* [Exercise tasks]:
A - Answer these questions about the Agda listing:
(i) Which module is imported under the name Defs?
(ii) According to the header comment, what does the file give a sufficient condition for?
(iii) What name is hidden when Data.Nat is imported?
B - Quote the Agda listing from "open import Game-Basics" up to and including "Defs.GameSemantics 𝔻 F)".

━━━ Passage given

{-# OPTIONS --safe #-}
-- ----------------------------------
-- A sufficient condition for correctness and run-time
-- of learning algorithms
-- ----------------------------------
open import Level

open import Data.Product as Σ
open import Data.Sum as ⊎
open import Data.Nat as ℕ hiding (_⊔_)
open import Data.Nat.Properties as ℕ
open import Data.Unit
open import Data.Empty
open import Function.Base
open import Relation.Binary.PropositionalEquality
open import Relation.Nullary.Negation


open import Game-Basics
import Game-Definitions as Defs

module Learner-Correctness {ℓd : Level}
                           (𝔻 : Set ℓd)
                           (F : Game-Type)
                           (Sem : Defs.GameSemantics 𝔻 F)

━━━━━━
━━━ Raw data

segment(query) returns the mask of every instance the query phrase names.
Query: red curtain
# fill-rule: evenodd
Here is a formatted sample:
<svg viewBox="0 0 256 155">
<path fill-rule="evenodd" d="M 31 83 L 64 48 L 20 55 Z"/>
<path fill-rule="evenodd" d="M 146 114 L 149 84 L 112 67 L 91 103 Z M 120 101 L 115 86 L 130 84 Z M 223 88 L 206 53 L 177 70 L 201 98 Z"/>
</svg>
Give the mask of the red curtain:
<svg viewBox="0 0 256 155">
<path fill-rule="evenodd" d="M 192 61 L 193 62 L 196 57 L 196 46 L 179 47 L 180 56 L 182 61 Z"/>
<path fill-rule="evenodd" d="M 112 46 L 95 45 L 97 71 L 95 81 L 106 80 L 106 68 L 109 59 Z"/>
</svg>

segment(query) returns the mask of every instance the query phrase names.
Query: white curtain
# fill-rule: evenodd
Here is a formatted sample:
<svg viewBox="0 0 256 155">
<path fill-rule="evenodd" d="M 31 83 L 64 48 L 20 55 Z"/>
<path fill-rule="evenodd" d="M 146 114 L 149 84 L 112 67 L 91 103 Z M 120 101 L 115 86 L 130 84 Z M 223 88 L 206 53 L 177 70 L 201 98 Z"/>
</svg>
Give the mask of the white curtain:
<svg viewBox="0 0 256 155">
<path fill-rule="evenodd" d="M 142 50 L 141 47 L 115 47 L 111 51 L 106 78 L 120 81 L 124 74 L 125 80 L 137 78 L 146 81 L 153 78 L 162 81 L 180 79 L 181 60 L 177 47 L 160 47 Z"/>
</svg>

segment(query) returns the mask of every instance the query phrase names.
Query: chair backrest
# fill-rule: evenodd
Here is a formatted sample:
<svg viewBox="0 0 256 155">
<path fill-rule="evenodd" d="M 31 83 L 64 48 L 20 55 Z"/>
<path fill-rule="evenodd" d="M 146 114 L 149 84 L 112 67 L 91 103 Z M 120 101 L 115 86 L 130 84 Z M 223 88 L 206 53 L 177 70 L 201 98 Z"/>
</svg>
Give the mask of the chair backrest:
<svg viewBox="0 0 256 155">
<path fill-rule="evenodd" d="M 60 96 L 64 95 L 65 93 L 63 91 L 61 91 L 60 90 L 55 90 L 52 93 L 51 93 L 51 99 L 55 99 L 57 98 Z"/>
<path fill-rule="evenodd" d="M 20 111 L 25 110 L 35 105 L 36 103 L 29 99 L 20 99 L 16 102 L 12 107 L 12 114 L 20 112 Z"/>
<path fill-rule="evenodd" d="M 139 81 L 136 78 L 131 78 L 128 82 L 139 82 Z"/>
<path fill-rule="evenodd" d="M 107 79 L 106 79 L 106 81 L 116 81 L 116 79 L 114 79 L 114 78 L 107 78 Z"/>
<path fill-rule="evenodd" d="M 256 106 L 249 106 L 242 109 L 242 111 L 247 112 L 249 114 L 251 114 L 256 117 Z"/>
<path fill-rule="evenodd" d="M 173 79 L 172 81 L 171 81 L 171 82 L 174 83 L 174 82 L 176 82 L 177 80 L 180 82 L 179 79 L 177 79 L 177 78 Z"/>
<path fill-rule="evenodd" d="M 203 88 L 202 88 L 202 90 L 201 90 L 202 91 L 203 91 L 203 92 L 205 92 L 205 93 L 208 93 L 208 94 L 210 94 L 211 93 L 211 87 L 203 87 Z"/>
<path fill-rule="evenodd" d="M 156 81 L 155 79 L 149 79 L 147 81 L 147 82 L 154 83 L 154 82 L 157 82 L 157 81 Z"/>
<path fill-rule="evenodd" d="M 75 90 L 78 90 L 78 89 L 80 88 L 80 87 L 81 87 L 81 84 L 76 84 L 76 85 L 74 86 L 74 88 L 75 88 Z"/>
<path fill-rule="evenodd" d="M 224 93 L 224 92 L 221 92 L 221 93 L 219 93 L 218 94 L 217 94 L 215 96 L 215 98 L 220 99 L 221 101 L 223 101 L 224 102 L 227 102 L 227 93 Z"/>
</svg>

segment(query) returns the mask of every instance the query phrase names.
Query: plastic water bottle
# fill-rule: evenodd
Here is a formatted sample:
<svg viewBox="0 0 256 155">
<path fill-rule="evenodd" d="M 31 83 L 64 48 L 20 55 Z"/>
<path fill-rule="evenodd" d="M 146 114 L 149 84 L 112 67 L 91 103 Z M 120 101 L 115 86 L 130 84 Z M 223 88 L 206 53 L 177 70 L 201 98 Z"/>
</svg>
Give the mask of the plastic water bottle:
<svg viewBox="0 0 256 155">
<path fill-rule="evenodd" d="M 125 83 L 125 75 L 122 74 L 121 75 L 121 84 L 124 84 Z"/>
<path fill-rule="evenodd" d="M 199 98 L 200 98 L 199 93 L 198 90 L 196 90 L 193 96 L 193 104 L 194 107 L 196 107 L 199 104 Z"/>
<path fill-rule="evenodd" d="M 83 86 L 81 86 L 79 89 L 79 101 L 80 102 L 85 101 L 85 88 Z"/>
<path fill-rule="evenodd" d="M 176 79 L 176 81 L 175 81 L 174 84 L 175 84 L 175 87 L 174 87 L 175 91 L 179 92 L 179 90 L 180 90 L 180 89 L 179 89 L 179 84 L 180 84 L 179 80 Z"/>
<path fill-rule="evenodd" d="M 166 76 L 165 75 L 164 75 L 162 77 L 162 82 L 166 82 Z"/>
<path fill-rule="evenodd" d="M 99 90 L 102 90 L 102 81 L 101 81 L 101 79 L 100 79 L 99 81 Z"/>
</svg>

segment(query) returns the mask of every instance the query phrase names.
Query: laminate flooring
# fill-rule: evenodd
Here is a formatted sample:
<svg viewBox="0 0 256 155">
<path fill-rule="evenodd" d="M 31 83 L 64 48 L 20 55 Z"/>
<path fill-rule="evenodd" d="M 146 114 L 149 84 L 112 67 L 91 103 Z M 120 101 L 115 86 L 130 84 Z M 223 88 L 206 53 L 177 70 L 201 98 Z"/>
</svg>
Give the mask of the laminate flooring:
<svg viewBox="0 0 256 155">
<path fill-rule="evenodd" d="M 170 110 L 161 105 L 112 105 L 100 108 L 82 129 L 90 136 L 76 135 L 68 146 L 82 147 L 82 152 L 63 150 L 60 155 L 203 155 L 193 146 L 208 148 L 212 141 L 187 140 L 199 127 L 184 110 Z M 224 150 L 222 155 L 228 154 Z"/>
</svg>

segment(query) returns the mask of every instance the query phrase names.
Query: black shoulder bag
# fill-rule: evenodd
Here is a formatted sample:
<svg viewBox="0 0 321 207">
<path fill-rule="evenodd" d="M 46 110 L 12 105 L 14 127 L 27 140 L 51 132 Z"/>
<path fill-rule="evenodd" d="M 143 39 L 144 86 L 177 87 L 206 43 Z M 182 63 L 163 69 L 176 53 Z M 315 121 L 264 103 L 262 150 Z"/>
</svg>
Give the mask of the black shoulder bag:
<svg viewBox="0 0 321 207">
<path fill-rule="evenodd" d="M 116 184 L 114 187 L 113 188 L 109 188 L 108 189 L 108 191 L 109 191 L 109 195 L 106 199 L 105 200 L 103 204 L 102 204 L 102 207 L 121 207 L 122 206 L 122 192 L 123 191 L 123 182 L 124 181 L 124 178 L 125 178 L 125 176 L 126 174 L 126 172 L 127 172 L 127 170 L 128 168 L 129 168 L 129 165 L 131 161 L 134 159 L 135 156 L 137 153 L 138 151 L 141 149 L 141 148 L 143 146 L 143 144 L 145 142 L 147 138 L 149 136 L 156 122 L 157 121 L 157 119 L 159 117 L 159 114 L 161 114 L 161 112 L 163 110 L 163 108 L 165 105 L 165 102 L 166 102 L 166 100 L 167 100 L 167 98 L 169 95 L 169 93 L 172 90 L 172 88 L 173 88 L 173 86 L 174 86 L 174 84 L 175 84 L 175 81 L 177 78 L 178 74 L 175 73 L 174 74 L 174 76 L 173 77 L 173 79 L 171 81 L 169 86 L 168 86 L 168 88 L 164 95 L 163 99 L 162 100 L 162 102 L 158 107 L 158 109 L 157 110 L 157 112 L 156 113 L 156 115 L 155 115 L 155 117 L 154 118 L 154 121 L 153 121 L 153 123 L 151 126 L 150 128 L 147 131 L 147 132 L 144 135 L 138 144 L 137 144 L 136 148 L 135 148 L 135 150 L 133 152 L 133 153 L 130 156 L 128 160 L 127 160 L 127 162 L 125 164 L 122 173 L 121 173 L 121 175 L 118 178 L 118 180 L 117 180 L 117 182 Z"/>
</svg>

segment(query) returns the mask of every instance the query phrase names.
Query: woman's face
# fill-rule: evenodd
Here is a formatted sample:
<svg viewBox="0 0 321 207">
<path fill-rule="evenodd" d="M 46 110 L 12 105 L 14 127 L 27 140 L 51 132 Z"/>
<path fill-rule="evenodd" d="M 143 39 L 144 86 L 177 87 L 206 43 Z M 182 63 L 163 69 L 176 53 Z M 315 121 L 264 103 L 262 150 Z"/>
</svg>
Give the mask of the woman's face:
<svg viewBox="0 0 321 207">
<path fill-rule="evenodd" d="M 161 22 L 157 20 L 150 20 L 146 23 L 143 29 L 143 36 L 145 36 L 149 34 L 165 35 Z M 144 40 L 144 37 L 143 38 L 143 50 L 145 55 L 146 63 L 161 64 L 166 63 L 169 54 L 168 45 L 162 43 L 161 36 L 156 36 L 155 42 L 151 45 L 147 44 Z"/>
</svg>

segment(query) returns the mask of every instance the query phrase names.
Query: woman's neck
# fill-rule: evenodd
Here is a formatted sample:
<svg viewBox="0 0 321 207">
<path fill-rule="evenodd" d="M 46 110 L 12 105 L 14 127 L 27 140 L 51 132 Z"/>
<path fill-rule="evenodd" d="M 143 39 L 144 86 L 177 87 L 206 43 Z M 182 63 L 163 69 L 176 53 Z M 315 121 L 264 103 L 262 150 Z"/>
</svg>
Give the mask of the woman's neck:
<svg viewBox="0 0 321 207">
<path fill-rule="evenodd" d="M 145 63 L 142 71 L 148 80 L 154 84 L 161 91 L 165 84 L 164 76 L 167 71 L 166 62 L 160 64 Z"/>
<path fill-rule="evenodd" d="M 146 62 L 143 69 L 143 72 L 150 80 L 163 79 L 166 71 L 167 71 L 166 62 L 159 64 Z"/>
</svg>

━━━━━━

* [Answers below]:
A -
(i) Game-Definitions
(ii) Correctness and run-time of learning algorithms
(iii) _⊔_

B -
open import Game-Basics
import Game-Definitions as Defs

module Learner-Correctness {ℓd : Level}
                           (𝔻 : Set ℓd)
                           (F : Game-Type)
                           (Sem : Defs.GameSemantics 𝔻 F)